## EXERCISE INSTRUCTIONS
A) Decide whether each statement below agrees with the text on rude comments about illness. (i) The people the writer is surrounded by are genuinely well meaning. (ii) The writer first recognized these comments as crossing the line only after getting sick. (iii) The writer holds that few illnesses are restricted to age. Answer each with yes or no, and quote the deciding words of the text.
B) In one to three sentences, explain why the text on rude comments about illness says it is important not to get emotional when encountering a rude person.
C) Retype the part of the text on rude comments about illness from "#2 – You need" up to and including "being unnecessarily rude?".

## QUOTED PASSAGE

########

Life is 10% what happens to us
90% how we react to it.
I’m pretty blessed. The people I’m surrounded by have made some insensitive comments; however, they are genuinely well meaning. In these cases, I just correct them and they usually and unnecessarily apologize.
Unfortunately, people close to me with invisible conditions have heard the following and they have heard them frequently. Even before I got sick, I knew these commenters had crossed the line and that many of them were being dismissive on purpose.
Being a health advocate and an individual who doesn’t get intimidated by other people’s inappropriate behavior, I usually responded on their behave. As you’ll see, my responses are a well blended combination of dry humor, sarcasm and stand-my-ground stubbornness. I’m a strong believer in standing tall in your own defense and since humor, sarcasm and stubbornness are just who I am, this is how I defend myself and those close to me.
Its very important for us to NOT get emotional when encountering a rude person:
- They may actually be well meaning and not realize how they are coming across.
- If they are being mean for whatever reason, we don’t need to give them power over our emotions. We can vent to someone we trust at a later time.
- Our health is already compromised. Chances are, it would be in our best interest to not get emotionally twisted up. Conserve energy!
#1 – I’m so glad to see you out and about. You must be feeling better ~ I’m glad to see me out and about, too. I wish I felt better, though.
#2 – You need to get out more ~ You are absolutely right. I’ll do that tomorrow.
#3 – That’s what they diagnose someone with if they don’t know what you have ~ And that is what someone ignorant of the topic says.
#4 – You should just pray harder ~ You should read the Bible; doesn’t mention “no physical pain with prayer.”
#5 – You’re too young to be sick/ handicapped ~ Don’t be ignorant. Few illnesses are restricted to age. NOTE: This has to be one of the most frustratingly ignorant comments regarding illness I have heard.
#6 – I don’t have the luxury of being sick ~ Being sick is one of my lesser valued luxurious, indeed.
#7 – You’re sick again? ~ Its a chronic thing; it didn’t stop.
#8 – I wish I could just sit around all day ~ No, no you wouldn’t.
#9 – There are easier ways to get attention ~ Like being unnecessarily rude?

########

Dataset records:
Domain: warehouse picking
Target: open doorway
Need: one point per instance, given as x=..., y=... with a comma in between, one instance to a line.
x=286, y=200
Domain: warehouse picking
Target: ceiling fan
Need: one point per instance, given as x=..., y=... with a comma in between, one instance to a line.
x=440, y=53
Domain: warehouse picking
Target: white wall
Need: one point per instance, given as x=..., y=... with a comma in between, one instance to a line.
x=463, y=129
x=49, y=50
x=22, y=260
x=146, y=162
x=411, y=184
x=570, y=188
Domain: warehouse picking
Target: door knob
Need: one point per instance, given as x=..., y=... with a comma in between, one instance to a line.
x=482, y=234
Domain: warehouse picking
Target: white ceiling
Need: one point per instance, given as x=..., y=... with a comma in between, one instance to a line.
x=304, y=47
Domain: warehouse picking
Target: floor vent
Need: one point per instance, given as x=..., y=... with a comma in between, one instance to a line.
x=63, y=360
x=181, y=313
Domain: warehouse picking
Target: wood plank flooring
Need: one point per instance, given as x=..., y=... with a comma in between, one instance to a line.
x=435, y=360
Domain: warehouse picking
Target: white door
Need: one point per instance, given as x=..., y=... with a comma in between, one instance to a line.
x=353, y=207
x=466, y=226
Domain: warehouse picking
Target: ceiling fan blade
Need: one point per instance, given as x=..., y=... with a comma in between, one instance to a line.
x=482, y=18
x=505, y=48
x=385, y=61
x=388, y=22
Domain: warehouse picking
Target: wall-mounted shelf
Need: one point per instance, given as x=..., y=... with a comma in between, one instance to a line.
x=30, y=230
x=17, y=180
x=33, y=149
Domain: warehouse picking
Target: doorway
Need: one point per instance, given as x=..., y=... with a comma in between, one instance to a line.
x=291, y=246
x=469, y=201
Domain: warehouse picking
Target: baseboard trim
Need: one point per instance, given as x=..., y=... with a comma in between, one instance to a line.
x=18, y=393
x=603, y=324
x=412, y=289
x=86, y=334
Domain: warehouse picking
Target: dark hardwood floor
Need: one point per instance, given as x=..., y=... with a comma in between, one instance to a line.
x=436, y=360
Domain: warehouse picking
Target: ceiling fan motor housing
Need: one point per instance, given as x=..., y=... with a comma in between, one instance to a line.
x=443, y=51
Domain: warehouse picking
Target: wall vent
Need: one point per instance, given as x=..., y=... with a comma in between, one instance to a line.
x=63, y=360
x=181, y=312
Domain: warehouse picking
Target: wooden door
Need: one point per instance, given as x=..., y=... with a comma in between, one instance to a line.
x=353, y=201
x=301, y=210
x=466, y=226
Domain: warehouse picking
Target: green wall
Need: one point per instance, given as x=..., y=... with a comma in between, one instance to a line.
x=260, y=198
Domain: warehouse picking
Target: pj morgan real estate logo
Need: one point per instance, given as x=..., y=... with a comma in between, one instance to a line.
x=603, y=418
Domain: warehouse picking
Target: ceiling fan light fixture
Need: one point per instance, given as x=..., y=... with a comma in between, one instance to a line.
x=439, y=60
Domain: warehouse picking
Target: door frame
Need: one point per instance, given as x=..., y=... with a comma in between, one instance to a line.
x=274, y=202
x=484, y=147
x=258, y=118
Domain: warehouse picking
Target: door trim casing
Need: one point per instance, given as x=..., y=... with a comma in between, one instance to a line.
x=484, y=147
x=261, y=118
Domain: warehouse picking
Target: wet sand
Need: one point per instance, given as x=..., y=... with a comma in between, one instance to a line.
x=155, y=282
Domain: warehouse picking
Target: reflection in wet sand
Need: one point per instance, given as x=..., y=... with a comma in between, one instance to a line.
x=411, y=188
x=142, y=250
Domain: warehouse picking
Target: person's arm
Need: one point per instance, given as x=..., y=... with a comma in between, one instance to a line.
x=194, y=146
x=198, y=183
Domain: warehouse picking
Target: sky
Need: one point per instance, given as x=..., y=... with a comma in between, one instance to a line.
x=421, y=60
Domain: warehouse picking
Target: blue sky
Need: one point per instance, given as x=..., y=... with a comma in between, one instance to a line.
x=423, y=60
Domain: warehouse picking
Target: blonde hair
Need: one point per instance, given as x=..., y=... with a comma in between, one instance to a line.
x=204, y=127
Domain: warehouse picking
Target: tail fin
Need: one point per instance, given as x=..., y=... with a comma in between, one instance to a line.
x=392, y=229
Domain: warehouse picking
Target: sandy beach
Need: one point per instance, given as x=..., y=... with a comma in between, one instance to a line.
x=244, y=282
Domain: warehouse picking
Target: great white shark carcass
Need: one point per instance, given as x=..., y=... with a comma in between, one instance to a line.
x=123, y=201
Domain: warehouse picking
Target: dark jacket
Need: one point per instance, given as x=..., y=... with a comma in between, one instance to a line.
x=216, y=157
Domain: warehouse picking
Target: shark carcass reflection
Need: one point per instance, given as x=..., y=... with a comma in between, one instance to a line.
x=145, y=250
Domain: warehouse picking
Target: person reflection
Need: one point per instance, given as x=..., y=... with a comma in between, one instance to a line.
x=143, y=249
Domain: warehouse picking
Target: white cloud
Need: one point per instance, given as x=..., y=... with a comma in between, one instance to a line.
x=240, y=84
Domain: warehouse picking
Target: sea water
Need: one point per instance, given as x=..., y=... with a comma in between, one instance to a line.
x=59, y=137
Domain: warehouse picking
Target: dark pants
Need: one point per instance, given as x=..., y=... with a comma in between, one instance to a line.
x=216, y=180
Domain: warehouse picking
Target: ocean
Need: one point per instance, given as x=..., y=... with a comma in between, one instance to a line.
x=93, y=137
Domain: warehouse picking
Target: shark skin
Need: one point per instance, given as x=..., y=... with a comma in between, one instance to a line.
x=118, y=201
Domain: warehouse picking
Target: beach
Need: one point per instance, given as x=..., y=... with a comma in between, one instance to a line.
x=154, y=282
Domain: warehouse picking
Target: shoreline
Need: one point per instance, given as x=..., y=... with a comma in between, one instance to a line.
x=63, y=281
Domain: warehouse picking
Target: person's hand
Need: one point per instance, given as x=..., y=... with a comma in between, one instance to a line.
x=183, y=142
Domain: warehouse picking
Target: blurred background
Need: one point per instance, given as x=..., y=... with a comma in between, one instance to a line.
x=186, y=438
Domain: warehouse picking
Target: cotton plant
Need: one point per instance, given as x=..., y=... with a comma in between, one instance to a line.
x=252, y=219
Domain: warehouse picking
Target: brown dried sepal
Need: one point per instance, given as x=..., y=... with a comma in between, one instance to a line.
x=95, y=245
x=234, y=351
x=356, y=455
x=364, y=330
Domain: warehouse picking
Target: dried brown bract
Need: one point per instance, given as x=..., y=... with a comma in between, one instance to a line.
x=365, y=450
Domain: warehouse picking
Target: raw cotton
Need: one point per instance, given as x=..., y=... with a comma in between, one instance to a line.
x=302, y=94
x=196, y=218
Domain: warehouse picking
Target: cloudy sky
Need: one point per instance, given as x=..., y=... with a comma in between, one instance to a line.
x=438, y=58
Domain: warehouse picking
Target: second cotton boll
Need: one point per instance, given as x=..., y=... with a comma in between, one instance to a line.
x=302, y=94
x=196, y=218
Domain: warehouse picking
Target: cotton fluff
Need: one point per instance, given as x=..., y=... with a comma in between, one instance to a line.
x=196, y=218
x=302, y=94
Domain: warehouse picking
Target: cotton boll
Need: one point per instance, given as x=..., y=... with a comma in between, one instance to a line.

########

## SOLUTIONS IN ORDER
A)
(i) Yes: "however, they are genuinely well meaning."
(ii) No: "Even before I got sick, I knew these commenters had crossed the line."
(iii) Yes: "Few illnesses are restricted to age."

B) The rude person may actually be well meaning and not realize how they are coming across. If they are being mean, getting emotional would give them power over our emotions, and we can vent to someone we trust later. Our health is already compromised, so staying calm is in our best interest and conserves energy.

C)
#2 – You need to get out more ~ You are absolutely right. I’ll do that tomorrow.
#3 – That’s what they diagnose someone with if they don’t know what you have ~ And that is what someone ignorant of the topic says.
#4 – You should just pray harder ~ You should read the Bible; doesn’t mention “no physical pain with prayer.”
#5 – You’re too young to be sick/ handicapped ~ Don’t be ignorant. Few illnesses are restricted to age. NOTE: This has to be one of the most frustratingly ignorant comments regarding illness I have heard.
#6 – I don’t have the luxury of being sick ~ Being sick is one of my lesser valued luxurious, indeed.
#7 – You’re sick again? ~ Its a chronic thing; it didn’t stop.
#8 – I wish I could just sit around all day ~ No, no you wouldn’t.
#9 – There are easier ways to get attention ~ Like being unnecessarily rude?